# [Your objective]
Write out each line exactly as it stands, please.

# [Data extract]
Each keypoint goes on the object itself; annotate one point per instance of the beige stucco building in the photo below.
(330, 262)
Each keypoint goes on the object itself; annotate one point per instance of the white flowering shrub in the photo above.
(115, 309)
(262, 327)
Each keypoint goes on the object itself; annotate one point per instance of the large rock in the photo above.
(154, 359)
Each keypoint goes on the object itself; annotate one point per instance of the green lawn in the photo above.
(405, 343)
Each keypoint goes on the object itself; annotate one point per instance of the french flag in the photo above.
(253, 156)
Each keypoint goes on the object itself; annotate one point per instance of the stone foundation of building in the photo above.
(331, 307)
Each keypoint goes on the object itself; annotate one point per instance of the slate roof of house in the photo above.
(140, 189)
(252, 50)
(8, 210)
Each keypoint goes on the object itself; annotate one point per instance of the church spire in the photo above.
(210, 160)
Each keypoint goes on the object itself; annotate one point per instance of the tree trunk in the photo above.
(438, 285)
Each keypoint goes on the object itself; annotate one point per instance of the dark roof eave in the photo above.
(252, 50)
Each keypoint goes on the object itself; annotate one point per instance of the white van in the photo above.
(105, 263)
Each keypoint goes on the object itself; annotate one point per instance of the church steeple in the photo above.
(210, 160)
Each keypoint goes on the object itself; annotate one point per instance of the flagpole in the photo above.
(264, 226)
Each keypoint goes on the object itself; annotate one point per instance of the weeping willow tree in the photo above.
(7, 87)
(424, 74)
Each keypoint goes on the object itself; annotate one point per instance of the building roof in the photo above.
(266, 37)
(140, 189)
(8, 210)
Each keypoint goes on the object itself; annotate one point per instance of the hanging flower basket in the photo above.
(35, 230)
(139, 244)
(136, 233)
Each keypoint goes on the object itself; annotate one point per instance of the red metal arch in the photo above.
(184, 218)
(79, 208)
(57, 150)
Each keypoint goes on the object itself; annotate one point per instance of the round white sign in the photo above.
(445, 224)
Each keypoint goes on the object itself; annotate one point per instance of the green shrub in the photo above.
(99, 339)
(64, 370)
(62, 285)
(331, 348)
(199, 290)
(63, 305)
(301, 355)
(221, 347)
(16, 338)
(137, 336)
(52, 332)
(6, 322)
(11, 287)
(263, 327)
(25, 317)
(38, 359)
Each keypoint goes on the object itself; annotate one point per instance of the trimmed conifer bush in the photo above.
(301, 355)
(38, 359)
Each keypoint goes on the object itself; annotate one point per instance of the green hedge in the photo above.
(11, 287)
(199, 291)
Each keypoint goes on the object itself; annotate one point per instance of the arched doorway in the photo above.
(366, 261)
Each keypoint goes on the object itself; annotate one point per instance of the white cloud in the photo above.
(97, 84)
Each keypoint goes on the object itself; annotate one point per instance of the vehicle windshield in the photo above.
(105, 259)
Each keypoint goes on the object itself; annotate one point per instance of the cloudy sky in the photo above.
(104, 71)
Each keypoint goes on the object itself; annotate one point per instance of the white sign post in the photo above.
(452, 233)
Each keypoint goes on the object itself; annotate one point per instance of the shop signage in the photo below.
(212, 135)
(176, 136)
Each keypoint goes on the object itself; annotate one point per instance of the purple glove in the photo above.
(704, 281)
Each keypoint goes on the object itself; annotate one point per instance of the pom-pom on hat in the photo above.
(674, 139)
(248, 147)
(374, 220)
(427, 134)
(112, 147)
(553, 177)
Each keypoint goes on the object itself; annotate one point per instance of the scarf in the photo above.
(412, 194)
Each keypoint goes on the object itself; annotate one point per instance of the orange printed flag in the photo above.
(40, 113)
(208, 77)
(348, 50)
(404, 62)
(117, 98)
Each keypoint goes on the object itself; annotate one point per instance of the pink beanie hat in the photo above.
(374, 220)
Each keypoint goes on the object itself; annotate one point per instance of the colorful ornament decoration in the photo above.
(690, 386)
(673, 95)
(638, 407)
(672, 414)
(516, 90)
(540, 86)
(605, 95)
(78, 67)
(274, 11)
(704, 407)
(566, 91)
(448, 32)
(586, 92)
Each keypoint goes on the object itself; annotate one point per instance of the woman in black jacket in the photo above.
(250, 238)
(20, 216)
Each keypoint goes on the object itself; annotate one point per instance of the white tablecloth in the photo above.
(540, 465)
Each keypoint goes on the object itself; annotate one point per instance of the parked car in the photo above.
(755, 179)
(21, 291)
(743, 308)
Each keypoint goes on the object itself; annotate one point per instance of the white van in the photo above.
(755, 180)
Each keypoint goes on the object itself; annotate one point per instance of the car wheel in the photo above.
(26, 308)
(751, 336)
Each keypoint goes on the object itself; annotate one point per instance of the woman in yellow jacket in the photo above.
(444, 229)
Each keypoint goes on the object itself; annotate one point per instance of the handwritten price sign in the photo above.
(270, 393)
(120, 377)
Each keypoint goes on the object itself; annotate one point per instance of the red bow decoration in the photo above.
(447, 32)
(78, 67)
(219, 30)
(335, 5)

# [Solution to the problem]
Each keypoint goes on the object itself; annotate one point per instance of the beige stucco building in the photo below.
(330, 262)
Each keypoint goes on the object itself; annotate one point per instance of the white flowering shrub in the photo above.
(115, 309)
(262, 327)
Each keypoint goes on the object itself; annotate one point per instance of the large rock in the photo above.
(154, 359)
Each keypoint goes on the object itself; annotate one point per instance of the green lawn in the photo above.
(405, 343)
Each keypoint goes on the object itself; annotate one point per instance of the french flag in the photo above.
(253, 156)
Each keypoint goes on the object itself; annotate one point per instance of the stone foundation of building in the photo above.
(331, 307)
Each keypoint goes on the object itself; annotate one point per instance of the slate roof of house in the photo above.
(140, 189)
(252, 50)
(8, 210)
Each keypoint goes on the object itself; annotate one point per instance of the church spire in the photo above.
(210, 160)
Each keypoint goes on the object itself; annotate one point per instance of the tree trunk in the photo above.
(438, 285)
Each keypoint goes on the object itself; annotate one point per instance of the dark roof eave in the photo above.
(252, 50)
Each keypoint goes on the object itself; annotate one point per instance of the white van in the photo above.
(105, 263)
Each keypoint goes on the object itself; annotate one point per instance of the church steeple in the photo above.
(210, 160)
Each keypoint goes on the object itself; annotate one point per instance of the flagpole in the photo above.
(264, 226)
Each keypoint goes on the object itself; annotate one point per instance of the weeping willow tree in the photo above.
(7, 87)
(424, 74)
Each keypoint goes on the object itself; annotate one point per instance of the building roof in the photo above.
(266, 37)
(140, 189)
(8, 210)
Each keypoint goes on the object itself; annotate one point per instance of the hanging flower basket in the photo above.
(35, 230)
(139, 244)
(136, 233)
Each keypoint goes on the object itself; annotate one point per instance of the red metal arch in the photo above.
(184, 218)
(79, 208)
(57, 150)
Each keypoint goes on the object itself; annotate one point per instance of the round white sign in the photo above.
(445, 224)
Each keypoint goes on the object itself; annotate one point per instance of the green shrub in the photo above.
(99, 339)
(64, 370)
(62, 285)
(331, 348)
(199, 290)
(63, 305)
(301, 355)
(221, 347)
(16, 338)
(137, 336)
(52, 332)
(6, 322)
(11, 287)
(263, 327)
(25, 317)
(38, 359)
Each keypoint goes on the object itself; annotate one point per instance of the trimmed conifer bush in the photo above.
(301, 355)
(38, 359)
Each keypoint goes on the object itself; annotate one point per instance of the green hedge in the photo above.
(11, 287)
(199, 291)
Each keypoint goes on the object itself; annotate one point per instance of the arched doorway in the photo above.
(366, 261)
Each keypoint goes on the object itself; annotate one point per instance of the white cloud in the photo above.
(97, 84)
Each keypoint goes on the object itself; annotate one point per instance of the vehicle windshield in the photo above.
(105, 259)
Each keypoint goes on the object itself; annotate one point per instance of the cloudy sky in the photo above.
(104, 71)
Each keypoint goes on the object itself; annotate one point per instance of the white sign post in the photo above.
(452, 233)
Each keypoint goes on the object itself; annotate one point per instance of the shop signage in the photo below.
(212, 135)
(176, 136)
Each keypoint goes on the object itself; annotate one point per instance of the purple glove in the photo above.
(704, 281)
Each keypoint goes on the object itself; annotate one point per instance of the pom-pom on hat in the photo above.
(674, 139)
(248, 147)
(374, 220)
(427, 134)
(112, 147)
(553, 177)
Each keypoint goes on the object itself; annotate one point per instance of the scarf in the photo above.
(412, 194)
Each keypoint goes on the object itself; annotate one point per instance of the orange printed flag in the photo above.
(40, 113)
(208, 77)
(348, 50)
(404, 62)
(117, 98)
Each keypoint goes on the object itself; annotate one point per instance of the pink beanie hat in the photo above.
(374, 220)
Each keypoint goes on the object itself; annotate one point per instance of the colorful ornament decoration in the photo above.
(690, 386)
(673, 95)
(638, 407)
(672, 414)
(516, 90)
(540, 86)
(605, 95)
(78, 67)
(274, 11)
(704, 407)
(566, 91)
(448, 32)
(586, 92)
Each keypoint goes on the object itself; annotate one point per instance of the woman in black jacket in the photo above.
(250, 238)
(20, 216)
Each keypoint goes on the object itself; annotate one point per instance of the white tablecloth in the photo above.
(540, 465)
Each keypoint goes on the object itself; annotate one point per instance of the parked car in the photo above.
(755, 179)
(21, 291)
(743, 308)
Each keypoint goes on the object itself; annotate one point per instance of the white van in the photo above.
(755, 180)
Each keypoint goes on the object itself; annotate one point per instance of the car wheel in the photo above.
(26, 308)
(751, 336)
Each keypoint goes on the object itself; annotate one point per instance of the woman in yellow jacket in the photo above.
(444, 229)
Each keypoint goes on the object itself; annotate one point per instance of the handwritten price sign in the photo above.
(270, 393)
(120, 377)
Each keypoint goes on the object itself; annotate one point per instance of the red bow decoration in the photo above.
(447, 32)
(78, 67)
(219, 30)
(335, 5)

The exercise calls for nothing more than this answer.